* _Request_:
Please select every line in the data below that contains the word "black" and copy each one. Case counts.

* _Data entries_:
==*==

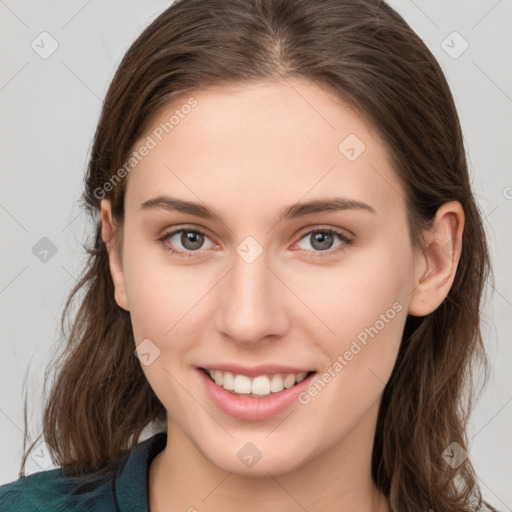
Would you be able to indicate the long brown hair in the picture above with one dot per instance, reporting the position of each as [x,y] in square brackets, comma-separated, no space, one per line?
[368,55]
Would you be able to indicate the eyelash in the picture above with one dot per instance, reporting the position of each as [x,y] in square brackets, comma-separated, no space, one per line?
[316,254]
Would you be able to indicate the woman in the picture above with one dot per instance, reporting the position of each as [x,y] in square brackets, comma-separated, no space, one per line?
[287,270]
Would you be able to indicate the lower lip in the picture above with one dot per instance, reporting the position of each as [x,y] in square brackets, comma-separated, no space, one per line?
[253,409]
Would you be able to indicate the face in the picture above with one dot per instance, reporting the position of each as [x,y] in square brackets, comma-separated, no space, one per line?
[250,282]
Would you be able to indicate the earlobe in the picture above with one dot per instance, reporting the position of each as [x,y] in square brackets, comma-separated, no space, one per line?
[436,268]
[115,260]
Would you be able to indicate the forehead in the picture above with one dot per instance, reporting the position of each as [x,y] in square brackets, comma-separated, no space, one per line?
[261,144]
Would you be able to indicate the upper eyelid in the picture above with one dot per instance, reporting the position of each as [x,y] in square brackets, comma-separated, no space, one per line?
[306,231]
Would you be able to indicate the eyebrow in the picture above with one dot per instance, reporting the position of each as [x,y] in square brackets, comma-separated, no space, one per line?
[290,212]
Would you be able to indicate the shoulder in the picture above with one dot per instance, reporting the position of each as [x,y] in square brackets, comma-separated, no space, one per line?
[117,490]
[53,491]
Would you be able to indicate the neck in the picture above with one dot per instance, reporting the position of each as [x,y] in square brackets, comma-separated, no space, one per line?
[183,479]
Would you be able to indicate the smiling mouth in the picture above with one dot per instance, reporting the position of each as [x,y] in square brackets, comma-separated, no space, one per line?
[260,386]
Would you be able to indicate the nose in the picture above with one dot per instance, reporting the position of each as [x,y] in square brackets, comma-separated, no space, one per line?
[252,303]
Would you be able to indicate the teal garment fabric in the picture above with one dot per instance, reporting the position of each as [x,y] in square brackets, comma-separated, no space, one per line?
[123,489]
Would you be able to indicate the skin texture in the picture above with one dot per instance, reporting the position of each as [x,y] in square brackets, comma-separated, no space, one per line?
[247,152]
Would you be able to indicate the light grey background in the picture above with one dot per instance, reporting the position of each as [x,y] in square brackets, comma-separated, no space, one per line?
[49,109]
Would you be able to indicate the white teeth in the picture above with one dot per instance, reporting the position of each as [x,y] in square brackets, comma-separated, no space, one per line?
[242,384]
[262,385]
[229,381]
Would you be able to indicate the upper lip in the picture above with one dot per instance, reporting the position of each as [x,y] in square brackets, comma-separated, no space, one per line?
[254,371]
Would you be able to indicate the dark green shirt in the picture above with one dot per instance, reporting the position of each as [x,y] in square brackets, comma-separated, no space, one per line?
[124,489]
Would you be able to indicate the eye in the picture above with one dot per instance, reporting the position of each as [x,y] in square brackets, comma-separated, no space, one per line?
[184,241]
[323,240]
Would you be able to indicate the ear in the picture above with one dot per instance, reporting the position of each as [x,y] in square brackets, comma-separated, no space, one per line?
[436,266]
[115,260]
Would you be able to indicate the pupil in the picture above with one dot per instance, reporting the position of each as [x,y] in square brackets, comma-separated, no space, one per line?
[191,240]
[322,240]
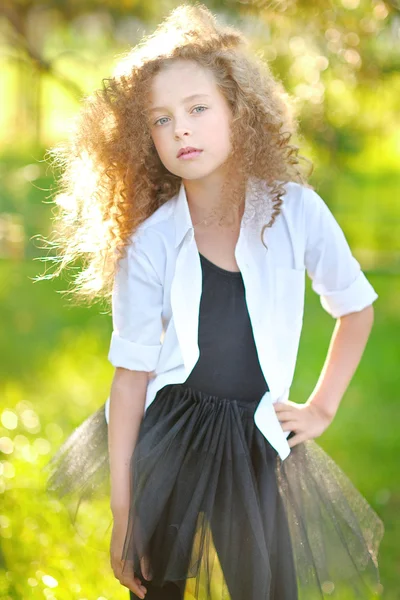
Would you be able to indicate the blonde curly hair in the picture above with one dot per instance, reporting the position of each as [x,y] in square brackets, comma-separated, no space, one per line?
[112,177]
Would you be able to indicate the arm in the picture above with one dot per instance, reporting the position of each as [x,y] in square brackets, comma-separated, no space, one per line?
[127,398]
[346,348]
[134,351]
[347,295]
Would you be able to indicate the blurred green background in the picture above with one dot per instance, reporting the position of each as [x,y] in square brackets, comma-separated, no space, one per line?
[340,60]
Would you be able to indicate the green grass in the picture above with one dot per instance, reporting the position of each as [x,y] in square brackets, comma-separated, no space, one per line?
[55,372]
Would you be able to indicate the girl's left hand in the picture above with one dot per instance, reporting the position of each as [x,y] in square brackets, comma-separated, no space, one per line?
[306,421]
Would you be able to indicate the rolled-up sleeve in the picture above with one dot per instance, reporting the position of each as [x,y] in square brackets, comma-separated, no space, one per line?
[136,311]
[335,273]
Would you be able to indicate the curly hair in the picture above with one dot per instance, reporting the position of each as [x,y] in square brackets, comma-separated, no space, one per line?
[112,177]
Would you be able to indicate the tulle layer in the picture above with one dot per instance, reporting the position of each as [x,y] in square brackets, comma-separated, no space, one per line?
[215,511]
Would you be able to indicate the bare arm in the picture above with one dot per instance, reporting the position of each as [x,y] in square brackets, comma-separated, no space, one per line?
[309,420]
[127,399]
[346,348]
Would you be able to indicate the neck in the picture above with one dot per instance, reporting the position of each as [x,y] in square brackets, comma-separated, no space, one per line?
[204,199]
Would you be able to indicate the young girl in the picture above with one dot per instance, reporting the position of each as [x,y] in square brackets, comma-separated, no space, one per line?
[183,193]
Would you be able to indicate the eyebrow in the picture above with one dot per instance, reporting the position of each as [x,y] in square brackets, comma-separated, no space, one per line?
[187,99]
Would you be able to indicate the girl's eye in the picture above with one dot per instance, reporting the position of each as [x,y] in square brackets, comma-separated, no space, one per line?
[200,108]
[161,121]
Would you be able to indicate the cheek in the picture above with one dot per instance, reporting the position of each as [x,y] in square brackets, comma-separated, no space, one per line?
[160,144]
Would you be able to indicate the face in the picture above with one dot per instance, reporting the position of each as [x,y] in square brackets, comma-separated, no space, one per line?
[189,114]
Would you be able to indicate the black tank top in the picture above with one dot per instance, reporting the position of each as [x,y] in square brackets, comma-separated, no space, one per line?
[228,364]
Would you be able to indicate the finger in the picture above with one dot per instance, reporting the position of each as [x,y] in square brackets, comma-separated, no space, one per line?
[297,439]
[290,426]
[145,567]
[135,585]
[280,406]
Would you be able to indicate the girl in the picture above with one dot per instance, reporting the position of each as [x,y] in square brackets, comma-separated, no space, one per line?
[184,195]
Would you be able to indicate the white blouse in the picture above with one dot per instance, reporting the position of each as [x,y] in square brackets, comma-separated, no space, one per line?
[158,285]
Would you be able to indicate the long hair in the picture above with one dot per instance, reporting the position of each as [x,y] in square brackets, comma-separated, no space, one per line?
[112,178]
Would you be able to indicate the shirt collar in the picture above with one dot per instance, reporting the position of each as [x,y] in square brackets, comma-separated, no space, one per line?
[255,208]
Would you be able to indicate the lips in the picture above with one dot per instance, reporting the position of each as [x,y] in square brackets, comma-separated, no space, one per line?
[187,150]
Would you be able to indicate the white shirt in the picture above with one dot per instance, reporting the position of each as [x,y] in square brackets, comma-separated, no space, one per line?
[158,285]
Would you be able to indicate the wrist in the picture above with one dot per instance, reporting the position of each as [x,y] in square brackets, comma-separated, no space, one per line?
[326,408]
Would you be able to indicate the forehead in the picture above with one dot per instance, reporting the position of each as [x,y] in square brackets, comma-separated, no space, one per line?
[179,80]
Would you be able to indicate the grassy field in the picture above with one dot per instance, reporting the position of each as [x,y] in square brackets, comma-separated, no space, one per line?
[54,373]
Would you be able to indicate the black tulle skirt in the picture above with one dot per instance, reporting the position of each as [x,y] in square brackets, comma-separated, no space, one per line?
[217,514]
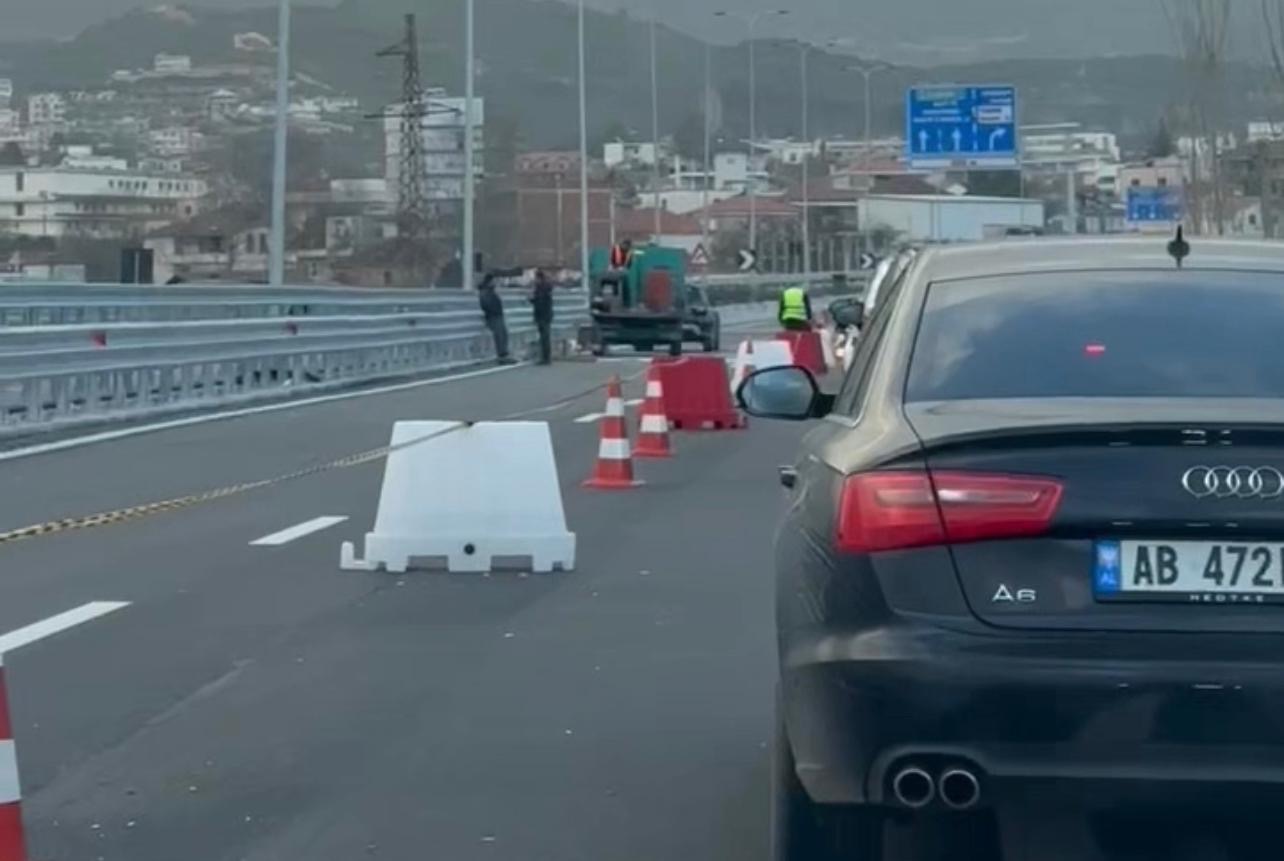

==*==

* _Solution for this task_:
Would you be able to indicate the black tank top in the picture above with one dot per instance, reporting the position of each as [x,y] in square brackets, comma-separated, no space, one per line?
Would you be able to indicate the black tulle skirt in the picture above with one dot per instance, reporting the position of each as [x,y] in square brackets, comma-separated, no space, one per line?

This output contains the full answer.